• Brief 1:
Please pull out every line of the records below that contains the string "jacket" and copy each of those lines. Case counts.

The initial inspiration for the novel came to me while my wife and I were on our ‘third honeymoon’, a three-week trip to the US. In Newport, Rhode Island, we came across the street of vast houses built in the early 20th century by some of the then-richest families in America, e.g. the Rockefellers, the Gettys. As you go along the street, each house you come to seems bigger than the last, which is probably the intention, each family trying to outdo the other. And I thought to myself, What if families like these didn’t run just one country’s industrial base but the entire world? It was one of those lightning-flash ideas, and the concept grew and flourished almost instantaneously. By the end of the holiday, I had a rough plot in my head and the main character’s name: Provender Gleed.
Why ‘Provender Gleed’, you ask? Beats me. It just sounded right. It had a nice ring. The forename speaks of mercantilism and bountifulness, and the surname … well, I thought it was a nonexistent word I’d made it up, but apparently it’s a real word, meaning a small spark or ember. Which also suited the character well, he being a young man whose zest for life is kindled like a flame during the course of the story.
Anyway, it so happened that Worldstorm was next on the list of novels to write, so I left Provender Gleed to germinate for a while.
Now, here’s the weird bit. Fast forward a year or so from the above ‘third honeymoon’, and my wife and I are on holiday again, this time in the West Country, Somerset to be precise, with a small baby Monty in tow. I’ve finished writing Worldstorm and I’m planning on taking a breather and trying to get to grips with the whole fatherhood thing. Provender Gleed is still bubbling away nicely on the back burner but I have no intention of beginning work on it because I’m pretty exhausted, what with post-first-draft comedown and general new-parent sleep deprivation.

• Supplied records:

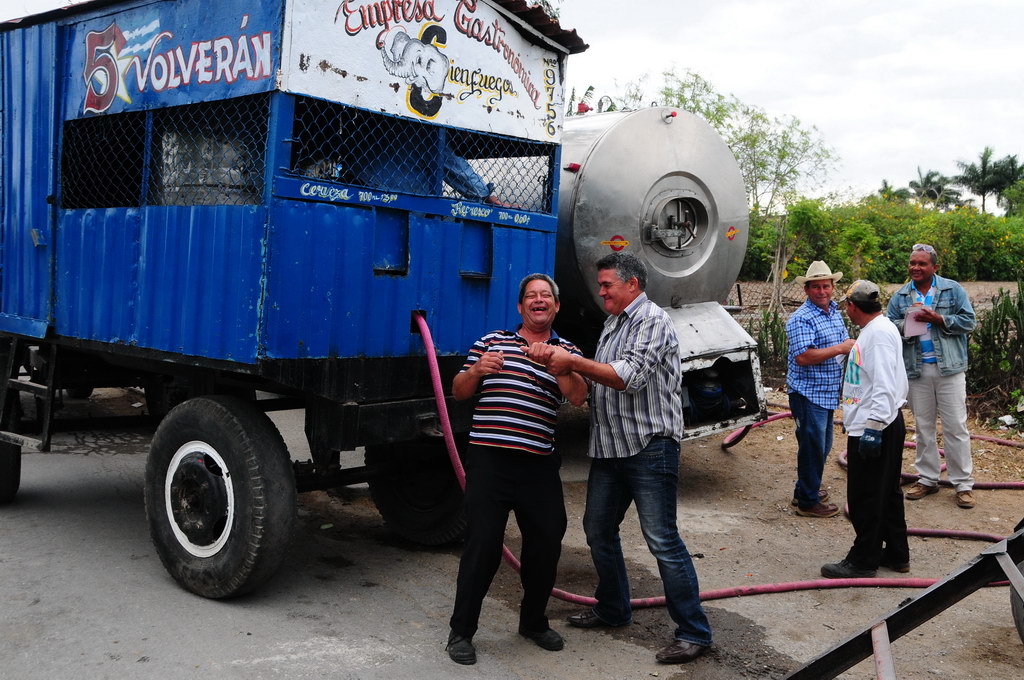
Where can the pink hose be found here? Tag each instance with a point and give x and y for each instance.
(435, 378)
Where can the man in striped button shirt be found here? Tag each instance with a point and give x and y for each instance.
(636, 425)
(512, 465)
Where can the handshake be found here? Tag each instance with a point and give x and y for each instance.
(555, 358)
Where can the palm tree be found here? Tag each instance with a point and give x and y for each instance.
(1008, 172)
(891, 194)
(979, 177)
(934, 187)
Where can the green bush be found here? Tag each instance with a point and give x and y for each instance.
(769, 332)
(996, 354)
(872, 238)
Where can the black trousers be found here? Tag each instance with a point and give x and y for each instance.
(877, 501)
(498, 481)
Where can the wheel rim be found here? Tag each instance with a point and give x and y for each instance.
(200, 499)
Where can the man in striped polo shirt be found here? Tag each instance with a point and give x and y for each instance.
(636, 425)
(512, 465)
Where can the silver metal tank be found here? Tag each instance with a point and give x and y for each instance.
(658, 182)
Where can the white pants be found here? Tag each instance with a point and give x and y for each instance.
(934, 394)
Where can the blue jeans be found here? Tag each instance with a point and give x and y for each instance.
(814, 434)
(649, 480)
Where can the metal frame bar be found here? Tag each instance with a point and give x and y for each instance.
(999, 559)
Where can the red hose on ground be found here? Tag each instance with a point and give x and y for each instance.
(738, 591)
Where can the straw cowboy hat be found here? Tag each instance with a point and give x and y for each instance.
(817, 271)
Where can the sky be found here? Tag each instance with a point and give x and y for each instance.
(891, 85)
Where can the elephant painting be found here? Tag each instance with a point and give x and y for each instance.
(420, 64)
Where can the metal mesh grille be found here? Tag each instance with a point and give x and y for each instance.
(341, 143)
(203, 154)
(102, 161)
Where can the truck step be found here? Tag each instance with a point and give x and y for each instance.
(23, 440)
(27, 386)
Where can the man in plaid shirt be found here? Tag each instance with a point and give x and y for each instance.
(818, 341)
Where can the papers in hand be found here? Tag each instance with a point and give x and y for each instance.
(911, 327)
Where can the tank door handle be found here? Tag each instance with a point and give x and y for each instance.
(38, 238)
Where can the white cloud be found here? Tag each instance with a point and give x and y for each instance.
(892, 86)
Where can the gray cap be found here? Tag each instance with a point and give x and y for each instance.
(862, 291)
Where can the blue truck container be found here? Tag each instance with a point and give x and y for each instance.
(210, 199)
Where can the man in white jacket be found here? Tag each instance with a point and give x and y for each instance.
(875, 388)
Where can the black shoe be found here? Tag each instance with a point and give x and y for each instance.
(461, 649)
(586, 619)
(846, 569)
(680, 651)
(548, 639)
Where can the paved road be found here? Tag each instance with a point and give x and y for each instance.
(84, 595)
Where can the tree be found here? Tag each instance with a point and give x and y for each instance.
(934, 187)
(1013, 199)
(980, 177)
(893, 195)
(1008, 173)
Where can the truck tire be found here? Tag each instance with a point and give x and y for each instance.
(10, 471)
(419, 495)
(1017, 606)
(219, 496)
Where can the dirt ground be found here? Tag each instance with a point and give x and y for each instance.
(735, 516)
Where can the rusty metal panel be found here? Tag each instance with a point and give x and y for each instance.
(28, 103)
(326, 298)
(177, 279)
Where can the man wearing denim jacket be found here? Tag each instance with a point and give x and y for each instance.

• Brief 2:
In the passage on the novel's origins, what does the surname "Gleed" mean?

• Exercise result 1:
Where can the man in white jacket be found here? Tag each instance with a point and give x and y for each instance.
Where can the man wearing denim jacket be found here? Tag each instance with a point and give x and y for each instance.

• Exercise result 2:
A small spark or ember.